* _TASK OBJECTIVE_
Please copy the following material word for word, keeping every line in its original order.

* _INFORMATION PROVIDED_
* start *
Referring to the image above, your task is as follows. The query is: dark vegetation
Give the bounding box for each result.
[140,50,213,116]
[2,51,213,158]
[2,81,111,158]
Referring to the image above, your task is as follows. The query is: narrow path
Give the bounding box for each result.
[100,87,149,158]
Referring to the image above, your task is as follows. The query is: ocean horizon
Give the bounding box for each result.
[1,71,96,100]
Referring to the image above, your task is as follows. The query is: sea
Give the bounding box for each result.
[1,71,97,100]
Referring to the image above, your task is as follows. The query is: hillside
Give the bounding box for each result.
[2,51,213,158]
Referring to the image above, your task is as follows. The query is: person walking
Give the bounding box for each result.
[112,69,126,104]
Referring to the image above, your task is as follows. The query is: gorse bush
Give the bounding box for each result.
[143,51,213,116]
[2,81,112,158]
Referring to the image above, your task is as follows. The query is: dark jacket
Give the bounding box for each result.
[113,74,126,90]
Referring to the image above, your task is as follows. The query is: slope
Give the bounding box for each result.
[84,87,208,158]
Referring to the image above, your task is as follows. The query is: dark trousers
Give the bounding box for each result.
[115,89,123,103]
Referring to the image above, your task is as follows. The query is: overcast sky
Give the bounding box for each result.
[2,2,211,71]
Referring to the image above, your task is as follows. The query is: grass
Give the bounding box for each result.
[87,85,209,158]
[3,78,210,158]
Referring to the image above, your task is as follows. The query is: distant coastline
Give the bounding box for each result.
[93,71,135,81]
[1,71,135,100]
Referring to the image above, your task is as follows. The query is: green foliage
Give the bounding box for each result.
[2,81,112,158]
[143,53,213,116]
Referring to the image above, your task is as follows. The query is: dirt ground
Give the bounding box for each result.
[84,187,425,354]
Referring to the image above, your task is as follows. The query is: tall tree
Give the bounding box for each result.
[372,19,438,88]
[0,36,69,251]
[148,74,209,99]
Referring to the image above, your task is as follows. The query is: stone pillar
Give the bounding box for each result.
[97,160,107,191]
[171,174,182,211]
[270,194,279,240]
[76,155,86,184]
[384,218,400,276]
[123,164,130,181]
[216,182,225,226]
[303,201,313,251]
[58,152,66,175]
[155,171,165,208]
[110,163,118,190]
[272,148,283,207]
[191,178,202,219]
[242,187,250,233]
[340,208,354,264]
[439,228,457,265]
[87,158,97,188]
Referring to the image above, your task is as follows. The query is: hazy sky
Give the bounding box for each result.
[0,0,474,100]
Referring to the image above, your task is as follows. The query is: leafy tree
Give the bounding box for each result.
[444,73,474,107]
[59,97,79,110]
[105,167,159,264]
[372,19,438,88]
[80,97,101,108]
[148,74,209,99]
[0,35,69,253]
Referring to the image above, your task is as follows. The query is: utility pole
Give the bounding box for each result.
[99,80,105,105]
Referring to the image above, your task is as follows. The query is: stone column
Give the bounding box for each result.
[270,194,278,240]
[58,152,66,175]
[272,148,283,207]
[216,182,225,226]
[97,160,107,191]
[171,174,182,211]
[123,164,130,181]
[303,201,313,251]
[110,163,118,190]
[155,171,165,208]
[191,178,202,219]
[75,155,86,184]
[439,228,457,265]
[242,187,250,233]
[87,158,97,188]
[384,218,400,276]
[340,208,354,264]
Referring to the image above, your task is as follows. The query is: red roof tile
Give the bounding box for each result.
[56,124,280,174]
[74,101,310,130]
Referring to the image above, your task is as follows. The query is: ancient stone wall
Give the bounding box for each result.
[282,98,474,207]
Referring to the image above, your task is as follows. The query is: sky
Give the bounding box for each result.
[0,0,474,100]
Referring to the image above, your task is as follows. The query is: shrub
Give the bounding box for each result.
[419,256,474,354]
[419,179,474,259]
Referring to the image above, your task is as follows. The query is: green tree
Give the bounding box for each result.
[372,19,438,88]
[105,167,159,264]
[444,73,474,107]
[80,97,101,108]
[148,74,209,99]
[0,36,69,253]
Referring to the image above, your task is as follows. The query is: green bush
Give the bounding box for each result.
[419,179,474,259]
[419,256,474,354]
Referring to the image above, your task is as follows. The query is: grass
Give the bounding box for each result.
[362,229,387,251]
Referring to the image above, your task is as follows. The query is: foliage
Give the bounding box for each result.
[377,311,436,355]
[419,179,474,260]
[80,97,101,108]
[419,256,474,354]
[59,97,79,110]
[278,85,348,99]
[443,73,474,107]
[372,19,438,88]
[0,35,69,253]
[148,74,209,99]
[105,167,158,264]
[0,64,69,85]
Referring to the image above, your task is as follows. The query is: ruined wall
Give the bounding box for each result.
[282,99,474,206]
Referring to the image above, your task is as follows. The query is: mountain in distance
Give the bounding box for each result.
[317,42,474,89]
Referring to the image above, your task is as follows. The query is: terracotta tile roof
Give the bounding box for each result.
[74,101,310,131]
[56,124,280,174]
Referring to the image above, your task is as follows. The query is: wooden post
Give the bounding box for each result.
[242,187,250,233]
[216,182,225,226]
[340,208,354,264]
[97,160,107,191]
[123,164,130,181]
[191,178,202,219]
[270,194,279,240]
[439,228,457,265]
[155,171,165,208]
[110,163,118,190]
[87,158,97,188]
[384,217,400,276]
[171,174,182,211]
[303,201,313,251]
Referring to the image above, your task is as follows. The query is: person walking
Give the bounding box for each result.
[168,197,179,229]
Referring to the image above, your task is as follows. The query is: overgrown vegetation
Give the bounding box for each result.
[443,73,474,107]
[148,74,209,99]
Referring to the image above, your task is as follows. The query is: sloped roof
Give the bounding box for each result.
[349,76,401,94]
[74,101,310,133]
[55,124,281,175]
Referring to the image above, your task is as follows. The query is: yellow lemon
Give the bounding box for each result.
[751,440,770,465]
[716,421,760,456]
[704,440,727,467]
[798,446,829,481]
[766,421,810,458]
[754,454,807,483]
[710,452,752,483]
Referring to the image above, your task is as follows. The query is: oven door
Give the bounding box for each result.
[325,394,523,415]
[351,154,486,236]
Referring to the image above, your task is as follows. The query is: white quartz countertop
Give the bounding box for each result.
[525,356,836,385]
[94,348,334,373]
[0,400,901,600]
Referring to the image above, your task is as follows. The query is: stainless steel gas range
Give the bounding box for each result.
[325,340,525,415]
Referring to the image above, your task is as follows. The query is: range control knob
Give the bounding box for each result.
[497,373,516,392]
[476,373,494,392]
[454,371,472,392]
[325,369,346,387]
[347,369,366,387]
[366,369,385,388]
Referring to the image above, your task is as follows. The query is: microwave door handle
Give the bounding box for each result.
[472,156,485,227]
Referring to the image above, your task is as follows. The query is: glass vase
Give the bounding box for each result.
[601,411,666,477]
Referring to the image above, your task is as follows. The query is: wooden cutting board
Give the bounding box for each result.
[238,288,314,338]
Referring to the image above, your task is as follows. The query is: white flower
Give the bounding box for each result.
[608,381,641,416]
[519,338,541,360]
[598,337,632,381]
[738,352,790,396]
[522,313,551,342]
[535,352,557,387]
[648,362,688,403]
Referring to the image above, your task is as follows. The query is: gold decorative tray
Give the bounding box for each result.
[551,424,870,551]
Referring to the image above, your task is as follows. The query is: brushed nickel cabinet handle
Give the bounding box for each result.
* end *
* _EXERCISE OUTPUT_
Referring to the image above, your task is as follows. The query is: dark vegetation
Give the bounding box for each result.
[140,50,213,116]
[2,51,213,158]
[2,81,111,158]
Referring to the image above, your task is as follows. The query is: narrow path
Give the bounding box for each result.
[100,87,149,158]
Referring to the image above, your task is as follows. The query is: ocean horizon
Give the bounding box for each result.
[1,71,96,100]
Referring to the image above, your task is as follows. The query is: sea
Give the bounding box for each result.
[1,71,97,100]
Referring to the image above, your task is as follows. The query is: hillside
Give the bounding box for each result.
[2,51,213,158]
Referring to the image above, your task is as follows. The query is: person walking
Give the bounding box for each result.
[112,69,126,104]
Referring to the image above, your task is as follows. The query is: gorse bush
Give the bounding box for each result.
[143,51,213,116]
[2,81,112,158]
Referring to the image above, your task is as follows. The query is: dark jacket
Give the bounding box for each result.
[113,74,126,90]
Referring to the image above, your task is as follows. The query is: slope
Give the bounding box for each result.
[84,87,208,158]
Referring to the image above, your task is as follows. The query is: dark trousers
Give the bounding box for each result.
[115,89,123,103]
Referring to the image above, your task is as follows. The query is: overcast sky
Give the bounding box for each result.
[2,2,211,71]
Referring to the image above, your task is as follows. The query is: grass
Give the bounding box for each result.
[87,85,209,158]
[3,78,210,158]
Referring to the image above, your task is as follows. The query is: distant coastline
Give the bounding box for each result.
[93,71,135,81]
[1,71,135,100]
Referring to the image above, your task is as follows. The query is: green foliage
Give the bounding box for each result.
[2,81,112,158]
[143,53,213,116]
Referring to the image above, your task is as follows. The query is: dirt ground
Give the bounding box for each result.
[84,187,425,354]
Referring to the image above, your task is as follows. The query is: tall tree
Give the bounding box for each result.
[372,19,438,88]
[0,36,69,251]
[148,74,209,99]
Referring to the image above, your task is as follows. The query is: stone pillar
Give the bounding box for each result.
[97,160,107,191]
[171,174,182,211]
[270,194,279,240]
[76,155,86,184]
[384,218,400,276]
[123,164,130,181]
[216,182,225,226]
[303,201,313,251]
[58,152,66,175]
[155,171,165,208]
[110,163,118,190]
[272,148,283,207]
[191,178,202,219]
[242,187,250,233]
[340,208,354,264]
[439,228,457,265]
[87,158,97,188]
Referring to the image above, your task is as follows. The query is: hazy sky
Give the bounding box for each result.
[0,0,474,100]
Referring to the image above, your task is as follows. The query is: leafy tree
Give the bounding box for each result.
[444,73,474,107]
[59,97,79,110]
[105,167,159,264]
[372,19,438,88]
[80,97,101,108]
[148,74,209,99]
[0,35,69,253]
Referring to the image above, your task is as follows. The query is: utility pole
Give the bounding box for each result.
[99,80,105,105]
Referring to the image above, your task is as follows. The query is: stone column
Give the bounding box for each result.
[270,194,278,240]
[58,152,66,175]
[272,148,283,207]
[216,182,225,226]
[97,160,107,191]
[171,174,182,211]
[123,164,130,181]
[303,201,313,251]
[110,163,118,190]
[155,171,165,208]
[191,178,202,219]
[75,155,86,184]
[439,228,457,265]
[242,187,250,233]
[87,158,97,188]
[384,218,400,276]
[340,208,354,264]
Referring to the image above, your task is as follows. The query is: red roof tile
Give the bounding box for each result.
[56,124,280,174]
[74,101,310,130]
Referring to the image above, your task is as follows. The query is: ancient stone wall
Give the bounding box for each result.
[282,98,474,207]
Referring to the image above, your task is as follows. The query is: sky
Give the bounding box for each result.
[0,0,474,100]
Referring to the image above, your task is as follows. The query is: shrub
Give the bounding box for each result.
[419,256,474,354]
[419,179,474,259]
Referring to the image above, your task is as follows. The query is: green tree
Give the bounding box for each result.
[372,19,438,88]
[105,167,159,264]
[444,73,474,107]
[80,97,101,108]
[148,74,209,99]
[0,36,69,253]
Referring to the image above, your task is as follows. The query is: green bush
Give the bounding box for each result.
[419,179,474,259]
[419,256,474,354]
Referring to the image above, your task is as follows. The query is: grass
Give the bounding box for each result.
[362,229,387,251]
Referring to the image above, your task is as follows. The query is: foliage
Give the bounding box for each result.
[377,311,436,355]
[419,179,474,260]
[80,97,101,108]
[419,256,474,354]
[59,97,79,110]
[278,85,348,99]
[443,73,474,107]
[372,19,438,88]
[0,35,69,253]
[148,74,209,99]
[105,167,158,264]
[0,64,69,85]
Referring to the image above, your task is as follows. The query is: ruined wall
Give the bounding box for each result.
[282,99,474,206]
Referring to the image above, your task is as follows. The query is: mountain in distance
Give the bounding box for each result.
[317,42,474,89]
Referring to the image above, your task is as follows. The query is: terracotta tile roof
Give the bounding box for each result.
[74,101,310,131]
[56,124,280,174]
Referring to the image above, your task is as follows. The query is: wooden post
Give the bounding box for each result.
[242,187,250,233]
[216,182,225,226]
[340,208,354,264]
[97,160,107,191]
[123,164,130,181]
[191,178,202,219]
[270,194,279,240]
[439,228,457,265]
[155,171,165,208]
[110,163,118,190]
[87,158,97,188]
[384,217,400,276]
[171,174,182,211]
[303,201,313,251]
Referring to the image above, your task is as follows. The query is: person walking
Give the bounding box for each result.
[168,197,179,229]
Referring to the image above, your task is as follows. The query is: overgrown vegetation
Give the bounding box for each result.
[443,73,474,107]
[148,74,209,99]
Referring to the image above, your task is as follows. The query is: sloped roof
Give the bounding box for each result.
[349,76,401,94]
[74,101,310,133]
[55,124,281,175]
Referring to the image above, your task is as follows. The query is: yellow lemon
Give the bounding box for each result.
[751,440,770,465]
[716,421,760,456]
[704,440,727,467]
[798,446,829,481]
[766,421,810,458]
[754,454,807,483]
[710,452,752,483]
Referring to the image above, your task is as follows. The query is: oven door
Give the bounding box for each result.
[325,394,523,415]
[351,154,486,236]
Referring to the image above, your task is as follows. The query is: white quartz countertop
Give the bounding box for each result.
[525,356,836,385]
[94,348,334,373]
[0,400,901,600]
Referring to the image above, your task is as follows. The query is: stainless steel gas range
Give the bounding box for each result.
[325,340,525,415]
Referring to the image above, your task is as follows. The query is: range control knob
Give the bounding box for each result.
[497,373,516,392]
[476,373,494,392]
[454,371,472,392]
[325,369,346,387]
[347,369,366,387]
[366,369,385,388]
Referring to the image above, your task is as follows. The query is: microwave door handle
Give the bounding box for each result.
[472,156,485,227]
Referring to the image above, your task is as follows. The query is: glass vase
Give the bounding box for each result.
[601,411,666,477]
Referring to the image above, your task is as follows. The query is: wooden cutting board
Give the bounding box for each result.
[238,288,314,338]
Referring to the image above, your task is as follows. The query is: white flower
Give the bounding box for each result.
[608,381,641,416]
[519,338,541,360]
[598,337,632,381]
[738,352,790,396]
[522,313,551,342]
[535,352,557,387]
[648,362,688,403]
Referring to the image above, your task is as follows. The query is: gold decorative tray
Give the bounding box for each result.
[551,424,870,551]
Referring to the image above, your task is as follows. The query is: brushed nickel cabinet handle
Give the bounding box for each result.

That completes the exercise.